■ Task brief
Repeat the line that contains "indicate the blurred" and all lines after it through the end, exactly as they are, minus the pictures.

===============

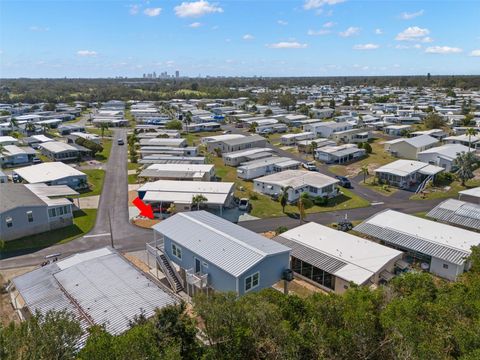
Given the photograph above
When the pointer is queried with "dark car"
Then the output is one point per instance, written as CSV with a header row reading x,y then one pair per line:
x,y
344,182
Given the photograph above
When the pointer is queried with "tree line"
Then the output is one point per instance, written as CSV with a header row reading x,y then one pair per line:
x,y
417,316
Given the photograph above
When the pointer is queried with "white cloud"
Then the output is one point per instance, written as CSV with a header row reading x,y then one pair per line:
x,y
350,31
366,46
38,28
134,9
408,16
287,45
413,33
196,9
315,4
86,53
443,50
318,32
152,11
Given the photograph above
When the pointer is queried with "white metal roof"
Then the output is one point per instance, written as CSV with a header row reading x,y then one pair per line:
x,y
429,237
99,287
48,171
362,258
406,167
218,241
298,179
57,146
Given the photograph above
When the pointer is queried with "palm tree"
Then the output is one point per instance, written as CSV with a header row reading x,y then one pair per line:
x,y
197,200
465,163
30,127
103,127
470,132
365,173
284,197
314,146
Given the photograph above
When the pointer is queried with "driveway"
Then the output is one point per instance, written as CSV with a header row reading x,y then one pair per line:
x,y
113,204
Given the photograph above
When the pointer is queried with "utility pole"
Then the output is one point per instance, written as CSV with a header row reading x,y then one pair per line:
x,y
111,233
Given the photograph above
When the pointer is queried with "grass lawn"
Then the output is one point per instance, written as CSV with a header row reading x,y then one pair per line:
x,y
107,147
381,189
263,206
95,180
82,223
445,191
377,158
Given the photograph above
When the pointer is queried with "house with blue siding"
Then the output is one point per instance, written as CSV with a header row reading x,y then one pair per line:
x,y
213,253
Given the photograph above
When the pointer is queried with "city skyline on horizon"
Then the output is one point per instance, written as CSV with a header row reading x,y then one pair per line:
x,y
309,38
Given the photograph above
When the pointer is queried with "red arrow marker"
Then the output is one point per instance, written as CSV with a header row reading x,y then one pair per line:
x,y
145,210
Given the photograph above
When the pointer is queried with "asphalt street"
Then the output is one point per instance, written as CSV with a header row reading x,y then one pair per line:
x,y
113,220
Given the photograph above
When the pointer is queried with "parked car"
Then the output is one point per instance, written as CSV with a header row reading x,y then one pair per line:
x,y
344,182
244,204
310,166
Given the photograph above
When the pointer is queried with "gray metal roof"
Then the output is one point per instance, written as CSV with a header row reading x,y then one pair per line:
x,y
417,244
220,242
311,256
98,287
17,195
457,212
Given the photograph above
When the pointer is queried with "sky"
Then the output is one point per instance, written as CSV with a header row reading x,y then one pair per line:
x,y
98,38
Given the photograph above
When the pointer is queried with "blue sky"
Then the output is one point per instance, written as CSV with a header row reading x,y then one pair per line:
x,y
245,37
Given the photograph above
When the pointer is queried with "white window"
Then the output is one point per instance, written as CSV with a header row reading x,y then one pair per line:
x,y
177,251
252,281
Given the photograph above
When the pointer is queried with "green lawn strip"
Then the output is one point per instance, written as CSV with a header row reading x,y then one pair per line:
x,y
107,147
82,223
384,190
95,180
264,206
441,192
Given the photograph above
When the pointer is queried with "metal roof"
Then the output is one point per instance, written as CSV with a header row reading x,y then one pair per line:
x,y
226,245
457,212
98,287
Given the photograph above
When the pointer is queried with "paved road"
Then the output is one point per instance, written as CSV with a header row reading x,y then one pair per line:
x,y
127,237
114,200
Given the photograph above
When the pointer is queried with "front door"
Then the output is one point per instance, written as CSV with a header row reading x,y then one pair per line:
x,y
198,266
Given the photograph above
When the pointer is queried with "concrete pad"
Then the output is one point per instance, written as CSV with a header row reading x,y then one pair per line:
x,y
89,202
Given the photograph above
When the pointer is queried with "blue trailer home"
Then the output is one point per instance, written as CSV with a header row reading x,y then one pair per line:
x,y
215,254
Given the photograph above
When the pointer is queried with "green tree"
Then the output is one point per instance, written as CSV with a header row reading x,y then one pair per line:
x,y
465,163
470,132
284,197
198,200
103,128
55,335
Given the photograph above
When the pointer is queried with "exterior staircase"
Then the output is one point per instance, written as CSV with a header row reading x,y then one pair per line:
x,y
170,272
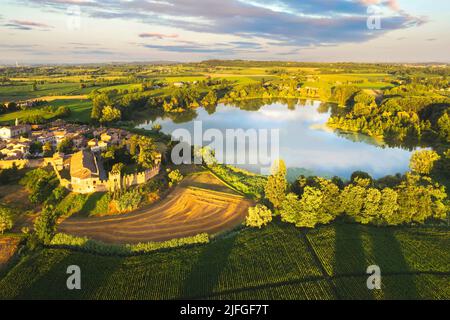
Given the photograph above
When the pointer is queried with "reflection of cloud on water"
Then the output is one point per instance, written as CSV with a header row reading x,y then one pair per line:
x,y
305,140
378,162
321,127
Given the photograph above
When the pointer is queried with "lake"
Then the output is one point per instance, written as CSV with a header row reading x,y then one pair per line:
x,y
306,144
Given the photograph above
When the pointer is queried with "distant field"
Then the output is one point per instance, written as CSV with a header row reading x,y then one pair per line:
x,y
80,111
277,262
25,92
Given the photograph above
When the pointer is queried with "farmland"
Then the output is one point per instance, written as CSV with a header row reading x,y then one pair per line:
x,y
277,262
80,111
200,204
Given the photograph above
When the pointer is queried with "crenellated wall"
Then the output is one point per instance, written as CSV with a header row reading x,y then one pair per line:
x,y
114,182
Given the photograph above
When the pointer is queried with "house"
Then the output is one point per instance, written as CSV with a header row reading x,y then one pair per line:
x,y
14,131
84,172
16,149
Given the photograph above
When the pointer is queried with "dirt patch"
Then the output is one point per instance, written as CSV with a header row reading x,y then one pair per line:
x,y
8,247
201,203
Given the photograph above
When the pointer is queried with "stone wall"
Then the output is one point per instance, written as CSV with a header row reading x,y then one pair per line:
x,y
114,182
26,163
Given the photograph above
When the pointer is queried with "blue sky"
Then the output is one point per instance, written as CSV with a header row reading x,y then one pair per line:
x,y
73,31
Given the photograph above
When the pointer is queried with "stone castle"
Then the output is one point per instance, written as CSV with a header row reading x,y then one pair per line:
x,y
87,176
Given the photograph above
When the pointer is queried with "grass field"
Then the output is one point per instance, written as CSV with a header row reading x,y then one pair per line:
x,y
277,262
80,111
24,91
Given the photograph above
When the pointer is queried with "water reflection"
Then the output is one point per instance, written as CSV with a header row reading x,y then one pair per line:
x,y
306,143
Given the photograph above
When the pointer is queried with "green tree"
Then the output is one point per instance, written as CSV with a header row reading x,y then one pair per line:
x,y
422,162
45,225
65,146
156,127
389,207
258,216
6,219
117,168
444,126
110,114
420,199
36,147
276,186
290,209
147,154
175,177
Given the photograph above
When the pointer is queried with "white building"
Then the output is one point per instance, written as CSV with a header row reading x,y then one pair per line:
x,y
14,131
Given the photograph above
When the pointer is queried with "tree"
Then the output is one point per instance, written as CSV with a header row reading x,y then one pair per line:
x,y
156,127
45,225
389,207
210,99
175,177
65,146
290,209
147,152
420,199
110,114
444,126
36,147
6,219
422,162
361,175
117,168
258,216
47,149
303,212
276,186
330,204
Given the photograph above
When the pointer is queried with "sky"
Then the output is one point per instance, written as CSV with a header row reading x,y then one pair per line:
x,y
92,31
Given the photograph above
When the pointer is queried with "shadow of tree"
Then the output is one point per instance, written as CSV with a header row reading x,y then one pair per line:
x,y
90,204
52,285
388,255
350,261
204,276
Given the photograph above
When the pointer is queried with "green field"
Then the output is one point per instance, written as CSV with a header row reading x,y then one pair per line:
x,y
23,91
277,262
80,111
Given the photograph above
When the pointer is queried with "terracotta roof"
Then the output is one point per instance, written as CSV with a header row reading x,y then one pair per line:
x,y
83,165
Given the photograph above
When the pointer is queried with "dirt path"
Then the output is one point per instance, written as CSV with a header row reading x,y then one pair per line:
x,y
200,204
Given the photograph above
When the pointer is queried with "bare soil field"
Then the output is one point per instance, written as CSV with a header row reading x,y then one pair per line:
x,y
201,203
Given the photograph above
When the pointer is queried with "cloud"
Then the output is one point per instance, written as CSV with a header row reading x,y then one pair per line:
x,y
188,48
290,22
27,25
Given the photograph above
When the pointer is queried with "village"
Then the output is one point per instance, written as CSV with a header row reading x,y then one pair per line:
x,y
74,152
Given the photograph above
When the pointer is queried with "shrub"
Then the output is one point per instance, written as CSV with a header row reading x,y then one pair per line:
x,y
93,246
258,216
175,177
422,161
6,219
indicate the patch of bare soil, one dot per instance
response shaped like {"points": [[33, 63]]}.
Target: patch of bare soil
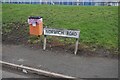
{"points": [[18, 33]]}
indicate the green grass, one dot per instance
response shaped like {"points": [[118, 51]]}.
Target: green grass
{"points": [[98, 24]]}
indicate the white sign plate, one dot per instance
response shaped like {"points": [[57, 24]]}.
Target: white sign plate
{"points": [[62, 32]]}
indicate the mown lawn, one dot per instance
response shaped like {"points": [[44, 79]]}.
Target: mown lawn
{"points": [[98, 24]]}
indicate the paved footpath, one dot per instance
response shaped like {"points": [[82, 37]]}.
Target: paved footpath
{"points": [[61, 62]]}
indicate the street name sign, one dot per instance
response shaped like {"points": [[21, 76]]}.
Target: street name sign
{"points": [[61, 32]]}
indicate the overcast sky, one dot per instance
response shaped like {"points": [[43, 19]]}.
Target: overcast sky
{"points": [[60, 0]]}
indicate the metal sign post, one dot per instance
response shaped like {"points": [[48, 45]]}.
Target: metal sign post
{"points": [[44, 45], [62, 33]]}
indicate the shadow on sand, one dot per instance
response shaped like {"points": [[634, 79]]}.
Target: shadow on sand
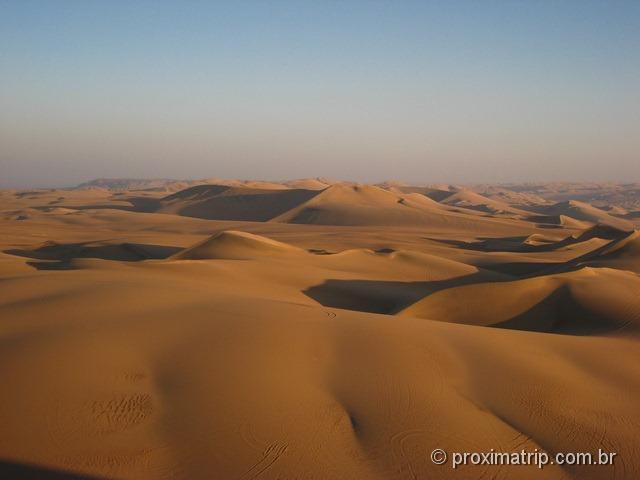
{"points": [[57, 256], [23, 471]]}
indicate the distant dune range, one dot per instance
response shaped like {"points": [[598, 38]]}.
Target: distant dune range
{"points": [[314, 329]]}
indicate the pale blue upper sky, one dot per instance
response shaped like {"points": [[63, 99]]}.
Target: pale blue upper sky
{"points": [[365, 90]]}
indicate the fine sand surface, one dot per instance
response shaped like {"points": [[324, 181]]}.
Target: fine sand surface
{"points": [[314, 329]]}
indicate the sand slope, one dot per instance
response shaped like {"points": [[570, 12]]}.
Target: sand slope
{"points": [[341, 333]]}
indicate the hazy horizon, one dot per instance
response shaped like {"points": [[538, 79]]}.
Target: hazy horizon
{"points": [[456, 92]]}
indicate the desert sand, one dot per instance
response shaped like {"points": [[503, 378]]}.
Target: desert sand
{"points": [[315, 329]]}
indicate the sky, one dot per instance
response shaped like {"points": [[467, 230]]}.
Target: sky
{"points": [[417, 91]]}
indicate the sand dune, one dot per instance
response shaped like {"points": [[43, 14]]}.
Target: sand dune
{"points": [[470, 199], [582, 302], [218, 202], [230, 244], [233, 332], [584, 211]]}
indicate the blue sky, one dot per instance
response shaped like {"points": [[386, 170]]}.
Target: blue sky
{"points": [[418, 91]]}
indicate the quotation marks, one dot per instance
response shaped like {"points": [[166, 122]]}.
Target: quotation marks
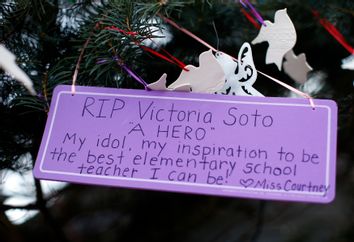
{"points": [[246, 182]]}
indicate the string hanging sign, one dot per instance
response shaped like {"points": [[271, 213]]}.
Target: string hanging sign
{"points": [[251, 147]]}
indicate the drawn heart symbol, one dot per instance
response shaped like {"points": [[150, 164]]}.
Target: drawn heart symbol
{"points": [[246, 182]]}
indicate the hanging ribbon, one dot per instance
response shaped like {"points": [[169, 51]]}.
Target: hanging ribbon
{"points": [[333, 31]]}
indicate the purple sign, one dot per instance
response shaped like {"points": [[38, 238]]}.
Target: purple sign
{"points": [[252, 147]]}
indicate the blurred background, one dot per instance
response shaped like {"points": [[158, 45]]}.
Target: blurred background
{"points": [[48, 36]]}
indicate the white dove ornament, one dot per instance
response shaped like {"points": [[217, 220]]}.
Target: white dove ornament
{"points": [[281, 37], [241, 75], [208, 77]]}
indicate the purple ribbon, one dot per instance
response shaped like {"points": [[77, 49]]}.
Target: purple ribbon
{"points": [[255, 13], [127, 69]]}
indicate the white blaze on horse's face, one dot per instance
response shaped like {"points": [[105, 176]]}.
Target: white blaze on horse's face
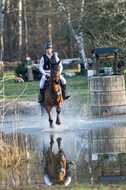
{"points": [[49, 51]]}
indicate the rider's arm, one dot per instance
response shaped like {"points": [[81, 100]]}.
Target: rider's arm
{"points": [[60, 64], [41, 66]]}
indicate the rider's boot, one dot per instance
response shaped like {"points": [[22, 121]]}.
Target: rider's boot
{"points": [[65, 97], [42, 96]]}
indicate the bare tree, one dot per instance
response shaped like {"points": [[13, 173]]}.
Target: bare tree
{"points": [[20, 28], [49, 23], [26, 27], [1, 27], [78, 32]]}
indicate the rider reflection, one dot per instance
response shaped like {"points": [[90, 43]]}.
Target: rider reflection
{"points": [[57, 167]]}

===============

■ Response to this task
indicate the blurred background, one dot per instance
response shaped like {"points": [[158, 45]]}.
Target: blurred background
{"points": [[48, 36]]}
indicate the white dove ornament, one dot per instance
response shaped like {"points": [[217, 220]]}.
Target: white dove ornament
{"points": [[281, 37], [241, 75], [208, 77]]}
indicate the purple ribbon, one dot per instance
response shaped like {"points": [[77, 49]]}.
Target: purple ribbon
{"points": [[255, 13], [127, 69]]}
indicate the white blaze on horse's face, one dot per instance
response shaped like {"points": [[105, 176]]}.
Target: white blaze on horse's face
{"points": [[49, 51]]}
indicate the rider's arm, one dot per instance
response shaped like {"points": [[81, 100]]}.
Target: rider's arm
{"points": [[60, 64], [41, 66]]}
indicate the rider's boot, one dot per instance
response shaped like {"points": [[22, 121]]}.
Target: rider's boot
{"points": [[65, 97], [42, 96]]}
indicate the bare tree, one dot per instance
response shaped like {"points": [[13, 173]]}.
Target: bare tree
{"points": [[20, 28], [49, 23], [26, 27], [1, 27], [78, 32]]}
indicate the rider reflection, one dot per instance
response shaped like {"points": [[90, 43]]}.
Target: rider reflection
{"points": [[57, 167]]}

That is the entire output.